## What is required
Reproduce the records word for word, with nothing left out.

## Recorded information
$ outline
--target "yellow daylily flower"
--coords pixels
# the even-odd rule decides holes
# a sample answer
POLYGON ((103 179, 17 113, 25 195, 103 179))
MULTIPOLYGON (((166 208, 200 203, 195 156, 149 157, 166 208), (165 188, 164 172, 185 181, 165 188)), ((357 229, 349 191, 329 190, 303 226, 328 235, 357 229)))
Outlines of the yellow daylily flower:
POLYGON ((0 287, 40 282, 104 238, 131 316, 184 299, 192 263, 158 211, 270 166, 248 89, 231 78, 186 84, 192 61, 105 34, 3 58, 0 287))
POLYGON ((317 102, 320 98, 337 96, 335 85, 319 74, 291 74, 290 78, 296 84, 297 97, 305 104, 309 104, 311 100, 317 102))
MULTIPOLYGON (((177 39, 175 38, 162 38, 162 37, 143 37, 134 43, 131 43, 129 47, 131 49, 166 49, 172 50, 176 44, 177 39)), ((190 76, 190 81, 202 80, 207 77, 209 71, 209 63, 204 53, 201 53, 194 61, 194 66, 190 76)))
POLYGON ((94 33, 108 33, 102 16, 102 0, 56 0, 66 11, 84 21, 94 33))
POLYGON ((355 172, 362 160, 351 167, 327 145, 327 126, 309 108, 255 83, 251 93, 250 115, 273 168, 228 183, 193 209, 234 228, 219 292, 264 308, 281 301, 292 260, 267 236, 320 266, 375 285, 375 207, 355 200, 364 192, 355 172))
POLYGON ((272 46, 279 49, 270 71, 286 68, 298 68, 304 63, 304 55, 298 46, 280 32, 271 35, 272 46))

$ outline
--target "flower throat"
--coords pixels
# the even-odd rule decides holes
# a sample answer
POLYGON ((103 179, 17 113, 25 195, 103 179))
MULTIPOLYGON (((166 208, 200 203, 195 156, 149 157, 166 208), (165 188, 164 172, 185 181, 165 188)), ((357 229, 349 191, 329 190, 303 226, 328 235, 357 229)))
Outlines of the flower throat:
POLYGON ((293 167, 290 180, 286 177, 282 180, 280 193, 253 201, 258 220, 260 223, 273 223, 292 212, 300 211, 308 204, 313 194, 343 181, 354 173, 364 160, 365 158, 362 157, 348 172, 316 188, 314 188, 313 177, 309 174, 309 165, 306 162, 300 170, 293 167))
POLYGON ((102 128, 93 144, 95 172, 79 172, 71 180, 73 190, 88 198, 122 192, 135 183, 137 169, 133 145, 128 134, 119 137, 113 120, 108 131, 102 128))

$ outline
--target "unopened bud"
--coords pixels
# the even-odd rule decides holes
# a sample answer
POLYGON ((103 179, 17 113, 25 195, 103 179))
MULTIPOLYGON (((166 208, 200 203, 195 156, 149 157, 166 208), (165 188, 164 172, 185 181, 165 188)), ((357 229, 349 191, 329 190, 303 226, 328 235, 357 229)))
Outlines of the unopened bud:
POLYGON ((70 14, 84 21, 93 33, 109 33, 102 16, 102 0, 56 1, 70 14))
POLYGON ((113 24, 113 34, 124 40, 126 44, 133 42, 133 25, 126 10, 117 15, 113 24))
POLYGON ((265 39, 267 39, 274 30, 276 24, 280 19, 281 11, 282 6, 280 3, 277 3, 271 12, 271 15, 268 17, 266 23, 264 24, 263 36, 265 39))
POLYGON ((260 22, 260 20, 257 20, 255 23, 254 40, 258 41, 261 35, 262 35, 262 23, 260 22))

## Output of the exercise
$ outline
--target "yellow daylily flower"
--coords pixels
# the even-odd rule decides holes
# a sample answer
POLYGON ((103 179, 17 113, 25 195, 103 179))
MULTIPOLYGON (((166 208, 200 203, 195 156, 149 157, 166 208), (165 188, 164 172, 185 181, 165 188)), ((357 229, 349 191, 329 190, 303 226, 328 235, 357 229)))
Outlines of the yellow daylily flower:
POLYGON ((0 287, 40 282, 104 238, 131 316, 184 299, 192 263, 158 211, 270 166, 248 89, 231 78, 186 84, 192 61, 105 34, 3 58, 0 287))
POLYGON ((317 102, 320 98, 337 96, 335 85, 319 74, 291 74, 290 78, 296 84, 297 97, 305 104, 309 104, 311 100, 317 102))
MULTIPOLYGON (((177 39, 175 38, 162 38, 162 37, 143 37, 134 43, 131 43, 129 47, 131 49, 166 49, 172 50, 176 44, 177 39)), ((190 76, 190 81, 202 80, 207 77, 209 71, 209 63, 204 53, 201 53, 194 61, 194 66, 190 76)))
POLYGON ((94 33, 108 33, 102 16, 102 0, 56 0, 66 11, 84 21, 94 33))
POLYGON ((355 172, 362 160, 351 167, 327 145, 327 126, 309 108, 255 83, 251 93, 250 115, 273 168, 228 183, 193 209, 234 228, 219 292, 264 308, 281 301, 292 260, 267 236, 320 266, 375 285, 375 207, 355 200, 364 192, 355 172))
POLYGON ((272 46, 279 49, 270 71, 286 68, 298 68, 304 63, 304 55, 298 46, 280 32, 271 35, 272 46))

$ outline
--target "flower throat"
--coords pixels
# the even-odd rule decides holes
# a sample answer
POLYGON ((103 179, 17 113, 25 195, 103 179))
MULTIPOLYGON (((166 208, 200 203, 195 156, 149 157, 166 208), (165 188, 164 172, 185 181, 165 188)), ((357 229, 349 191, 329 190, 303 226, 328 235, 357 229)))
Outlines of the flower throat:
POLYGON ((293 167, 290 180, 286 177, 282 180, 280 193, 253 201, 258 220, 260 223, 273 223, 292 212, 300 211, 308 204, 313 194, 343 181, 354 173, 364 160, 365 158, 362 157, 348 172, 316 188, 314 188, 313 177, 309 174, 309 165, 306 162, 300 170, 293 167))
POLYGON ((102 128, 93 144, 95 172, 79 172, 71 180, 73 190, 88 198, 122 192, 135 183, 137 169, 133 145, 128 134, 119 137, 113 120, 108 131, 102 128))

$ outline
--target "unopened bud"
--coords pixels
# the even-odd rule decides holes
# a sample answer
POLYGON ((103 179, 17 113, 25 195, 103 179))
MULTIPOLYGON (((166 208, 200 203, 195 156, 149 157, 166 208), (165 188, 164 172, 185 181, 165 188)), ((357 229, 349 191, 329 190, 303 226, 328 235, 357 229)))
Outlines of the unopened bud:
POLYGON ((70 14, 84 21, 93 33, 109 33, 102 16, 102 0, 56 1, 70 14))
POLYGON ((113 24, 113 34, 124 40, 126 44, 133 42, 133 25, 126 10, 117 15, 113 24))
POLYGON ((265 39, 267 39, 274 30, 276 24, 280 19, 281 11, 282 6, 280 3, 277 3, 271 12, 271 15, 268 17, 266 23, 264 24, 263 36, 265 39))
POLYGON ((260 22, 260 20, 257 20, 255 23, 254 40, 258 41, 261 35, 262 35, 262 23, 260 22))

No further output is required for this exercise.